§ Extrait:
########################################

Chapitre IV. Maximilien refuse le trône de Grèce. Réception de la délégation mexicaine à Miramar. Réponse conditionnelle de Maximilien. Mesures prises par Bazaine

(page 67) Le roi de Grèce, Othon l, ayant été déposé le 24 octobre 1862, les grandes puissances cherchèrent un nouveau souverain pour ce pays. L'Angleterre propose Maximilien. C'est un moyen détourné de l'empêcher de se rendre au Mexique, où la reine Victoria et surtout le prince consort Albert, estiment qu'il jouera le rôle d'un duc d'Albe, imposant le catholicisme par la force.(Archives de Vienne. Lettre de Léopold Ier à l'archiduc du 7 février 1863.)

(page 68)- Léopold Ier transmet l’offre anglaise à son gendre.

« Laeken, le 16 février 1863.

« Mon cher fils

« Tu t'étonneras de cette lettre, mais comme je suis choisi comme négociateur, je m'empresse de remplir ma mission.

« Avant de faire des propositions à d'autres candidats, Palmerston avait songé à toi et m'avait écrit qu'il craignait que tu n'acceptes pas, et que les Russes feraient probablement de l'opposition à ta candidature, mais qu'à son avis, tu étais la personne la plus apte à gouverner la Grèce. Je me déclarai d'accord avec lui sur ce point, et l'affaire en reste là.

« Hier, j'ai reçu une lettre de Victoria et une autre de Lord Russel, au nom du cabinet, qui me chargent de te dire que, si tu consentais à assumer le gouvernement, ton choix serait approuvé en Grèce. Tu connais la question tellement bien, que je n'ai qu'à ajouter que cet arrangement serait d'une grande importance pour l'Autriche. Jadis, l'Autriche était fortement hostile à la Grèce. Du temps de l'expédition des Egyptiens, sous Ibrahim, elle disait : Comme il n'y aura plus de Grèce, on ne pourra plus nous en parler. L'adjonction de Corfou, qui n'est un danger pour l'Autriche que du côté de l'Adriatique, serait entre tes mains, au contraire, un renforcement de la situation autrichienne.

« Le Mexique, dès qu'il sera soumis, devra être administré nécessairement par la France pendant plusieurs années, car pour développer ses ressources, une sécurité complète est indispensable. La France ne pourra retirer ses troupes que petit à petit, ce qui, pendant tout un temps, créera une situation fausse, qui ne s'arrangera que quand les Français seront partis, départ qui même avec beaucoup de bonne volonté sera tiré en longueur.

########################################

§ Énoncé 1: Dans l'extrait, reformulez sous forme de liste plus concise le paragraphe qui commence par « Avant de faire des propositions à d'autres candidats », en conservant ses faits principaux.
§ Énoncé 2: Recopiez le passage de l'extrait compris entre « (page 67) Le » et « à son gendre. », bornes incluses, en substituant « la souveraine britannique » à « la reine Victoria ».
§ Énoncé 3:
Répondez aux questions suivantes d'après l'extrait.
(a) À quelle date le roi de Grèce Othon a-t-il été déposé ?
(b) De quel lieu et à quelle date la lettre de Léopold Ier est-elle datée ?
(c) Selon la lettre, par qui le Mexique devra-t-il être administré une fois soumis, et pendant combien de temps ?

§ Entrées présentées:
########################################

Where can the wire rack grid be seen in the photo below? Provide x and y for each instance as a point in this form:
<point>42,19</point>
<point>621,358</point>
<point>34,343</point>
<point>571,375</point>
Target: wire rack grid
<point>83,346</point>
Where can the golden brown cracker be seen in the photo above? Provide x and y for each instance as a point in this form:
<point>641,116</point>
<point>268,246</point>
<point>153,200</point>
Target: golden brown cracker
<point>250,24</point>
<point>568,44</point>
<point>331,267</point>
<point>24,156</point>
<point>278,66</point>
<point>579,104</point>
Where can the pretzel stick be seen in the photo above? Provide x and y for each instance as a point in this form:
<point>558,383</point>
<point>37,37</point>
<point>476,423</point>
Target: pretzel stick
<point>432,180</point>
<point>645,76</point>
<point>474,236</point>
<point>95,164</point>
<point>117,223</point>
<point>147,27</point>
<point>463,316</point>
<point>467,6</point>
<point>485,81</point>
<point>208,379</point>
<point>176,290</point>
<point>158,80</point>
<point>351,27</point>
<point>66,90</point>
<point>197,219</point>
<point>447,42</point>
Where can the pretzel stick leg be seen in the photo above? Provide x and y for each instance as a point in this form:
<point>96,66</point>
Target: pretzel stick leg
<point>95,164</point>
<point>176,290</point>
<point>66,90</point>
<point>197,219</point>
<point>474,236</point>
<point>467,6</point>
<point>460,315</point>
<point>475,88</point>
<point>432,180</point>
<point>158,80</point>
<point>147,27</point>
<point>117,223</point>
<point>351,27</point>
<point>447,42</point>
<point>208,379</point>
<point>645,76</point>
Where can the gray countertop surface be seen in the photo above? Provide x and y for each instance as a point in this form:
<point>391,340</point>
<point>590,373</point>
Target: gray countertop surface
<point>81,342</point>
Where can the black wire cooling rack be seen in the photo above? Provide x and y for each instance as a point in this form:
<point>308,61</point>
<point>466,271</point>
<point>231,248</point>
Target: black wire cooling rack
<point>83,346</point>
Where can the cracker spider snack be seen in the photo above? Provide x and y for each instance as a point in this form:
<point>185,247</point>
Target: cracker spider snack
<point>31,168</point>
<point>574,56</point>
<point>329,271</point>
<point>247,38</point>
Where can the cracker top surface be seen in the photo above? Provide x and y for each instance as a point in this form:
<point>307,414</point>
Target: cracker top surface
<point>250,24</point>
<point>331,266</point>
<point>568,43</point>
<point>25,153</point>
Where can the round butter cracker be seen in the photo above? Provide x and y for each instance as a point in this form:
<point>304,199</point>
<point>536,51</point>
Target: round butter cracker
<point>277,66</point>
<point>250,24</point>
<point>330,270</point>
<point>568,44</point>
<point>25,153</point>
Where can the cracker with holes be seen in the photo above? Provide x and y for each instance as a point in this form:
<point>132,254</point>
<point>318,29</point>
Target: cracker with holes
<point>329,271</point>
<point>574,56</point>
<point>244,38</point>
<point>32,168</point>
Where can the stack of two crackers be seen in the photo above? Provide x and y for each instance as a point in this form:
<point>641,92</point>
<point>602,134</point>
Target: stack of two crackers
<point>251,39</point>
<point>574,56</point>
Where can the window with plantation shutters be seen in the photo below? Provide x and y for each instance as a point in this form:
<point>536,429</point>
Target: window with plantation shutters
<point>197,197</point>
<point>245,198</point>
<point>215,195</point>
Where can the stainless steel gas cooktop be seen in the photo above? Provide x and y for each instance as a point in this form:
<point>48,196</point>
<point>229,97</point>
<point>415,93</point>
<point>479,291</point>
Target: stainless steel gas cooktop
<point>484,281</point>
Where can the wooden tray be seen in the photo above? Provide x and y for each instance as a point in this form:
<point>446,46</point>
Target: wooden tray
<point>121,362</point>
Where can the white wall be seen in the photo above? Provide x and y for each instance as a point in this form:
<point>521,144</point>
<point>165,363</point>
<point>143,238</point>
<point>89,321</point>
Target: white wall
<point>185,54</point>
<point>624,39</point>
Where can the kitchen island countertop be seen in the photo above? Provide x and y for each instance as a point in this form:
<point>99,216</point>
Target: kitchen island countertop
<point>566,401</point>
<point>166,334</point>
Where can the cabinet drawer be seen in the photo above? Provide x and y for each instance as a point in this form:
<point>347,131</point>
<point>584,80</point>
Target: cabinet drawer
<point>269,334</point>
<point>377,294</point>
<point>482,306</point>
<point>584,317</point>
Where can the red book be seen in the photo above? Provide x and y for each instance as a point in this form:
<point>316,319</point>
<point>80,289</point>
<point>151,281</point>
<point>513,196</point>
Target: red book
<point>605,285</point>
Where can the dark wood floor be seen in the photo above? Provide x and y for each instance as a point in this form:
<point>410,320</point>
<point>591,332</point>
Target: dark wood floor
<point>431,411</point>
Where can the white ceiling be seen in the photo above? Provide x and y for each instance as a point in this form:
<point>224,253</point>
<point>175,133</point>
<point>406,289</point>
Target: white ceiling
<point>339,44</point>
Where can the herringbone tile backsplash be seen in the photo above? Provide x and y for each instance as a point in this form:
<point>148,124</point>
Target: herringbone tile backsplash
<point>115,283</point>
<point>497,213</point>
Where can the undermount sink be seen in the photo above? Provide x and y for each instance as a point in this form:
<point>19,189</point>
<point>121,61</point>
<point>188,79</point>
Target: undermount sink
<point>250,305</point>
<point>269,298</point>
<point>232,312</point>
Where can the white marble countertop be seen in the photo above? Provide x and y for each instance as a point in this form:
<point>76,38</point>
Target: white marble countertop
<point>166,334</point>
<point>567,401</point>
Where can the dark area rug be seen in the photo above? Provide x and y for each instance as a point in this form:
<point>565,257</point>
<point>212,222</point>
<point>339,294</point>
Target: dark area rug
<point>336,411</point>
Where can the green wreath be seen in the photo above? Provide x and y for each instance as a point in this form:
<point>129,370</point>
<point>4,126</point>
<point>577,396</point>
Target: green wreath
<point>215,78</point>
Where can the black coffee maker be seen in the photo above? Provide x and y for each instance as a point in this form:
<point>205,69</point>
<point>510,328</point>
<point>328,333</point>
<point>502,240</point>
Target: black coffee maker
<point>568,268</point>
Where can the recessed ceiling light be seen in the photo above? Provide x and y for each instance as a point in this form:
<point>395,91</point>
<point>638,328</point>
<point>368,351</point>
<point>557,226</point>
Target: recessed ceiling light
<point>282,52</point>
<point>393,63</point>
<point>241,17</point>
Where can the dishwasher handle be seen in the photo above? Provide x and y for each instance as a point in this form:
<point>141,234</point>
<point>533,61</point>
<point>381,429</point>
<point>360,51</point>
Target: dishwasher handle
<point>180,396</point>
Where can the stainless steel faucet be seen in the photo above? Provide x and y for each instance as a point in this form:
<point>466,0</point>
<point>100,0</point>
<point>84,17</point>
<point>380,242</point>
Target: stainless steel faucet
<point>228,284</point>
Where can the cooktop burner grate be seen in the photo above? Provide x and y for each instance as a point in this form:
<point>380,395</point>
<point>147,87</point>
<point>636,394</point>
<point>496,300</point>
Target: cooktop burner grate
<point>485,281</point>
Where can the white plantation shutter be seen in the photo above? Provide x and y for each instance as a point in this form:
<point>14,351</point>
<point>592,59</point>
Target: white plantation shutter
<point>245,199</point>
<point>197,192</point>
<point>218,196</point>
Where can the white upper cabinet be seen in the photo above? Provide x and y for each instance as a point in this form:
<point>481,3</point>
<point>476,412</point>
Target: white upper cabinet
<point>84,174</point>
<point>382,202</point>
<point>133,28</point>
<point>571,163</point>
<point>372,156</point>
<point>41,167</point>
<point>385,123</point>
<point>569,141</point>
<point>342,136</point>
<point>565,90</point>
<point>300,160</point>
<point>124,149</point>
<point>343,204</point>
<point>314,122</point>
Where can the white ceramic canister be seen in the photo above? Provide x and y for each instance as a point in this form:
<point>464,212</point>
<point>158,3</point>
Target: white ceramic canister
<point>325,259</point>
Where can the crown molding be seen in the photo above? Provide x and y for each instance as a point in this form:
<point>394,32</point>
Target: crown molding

########################################

§ Réponse complète 1:
- Avant de s'adresser à d'autres candidats, Palmerston avait pensé à Maximilien.
- Il avait écrit à Léopold Ier qu'il craignait un refus de Maximilien et une probable opposition des Russes à sa candidature.
- Il le jugeait toutefois la personne la plus apte à gouverner la Grèce.
- Léopold Ier s'était dit d'accord sur ce point, et l'affaire en était restée là.

§ Réponse complète 2:
(page 67) Le roi de Grèce, Othon l, ayant été déposé le 24 octobre 1862, les grandes puissances cherchèrent un nouveau souverain pour ce pays. L'Angleterre propose Maximilien. C'est un moyen détourné de l'empêcher de se rendre au Mexique, où la souveraine britannique et surtout le prince consort Albert, estiment qu'il jouera le rôle d'un duc d'Albe, imposant le catholicisme par la force.(Archives de Vienne. Lettre de Léopold Ier à l'archiduc du 7 février 1863.)

(page 68)- Léopold Ier transmet l’offre anglaise à son gendre.

§ Réponse complète 3:
(a) Le 24 octobre 1862.
(b) De Laeken, le 16 février 1863.
(c) Par la France, pendant plusieurs années.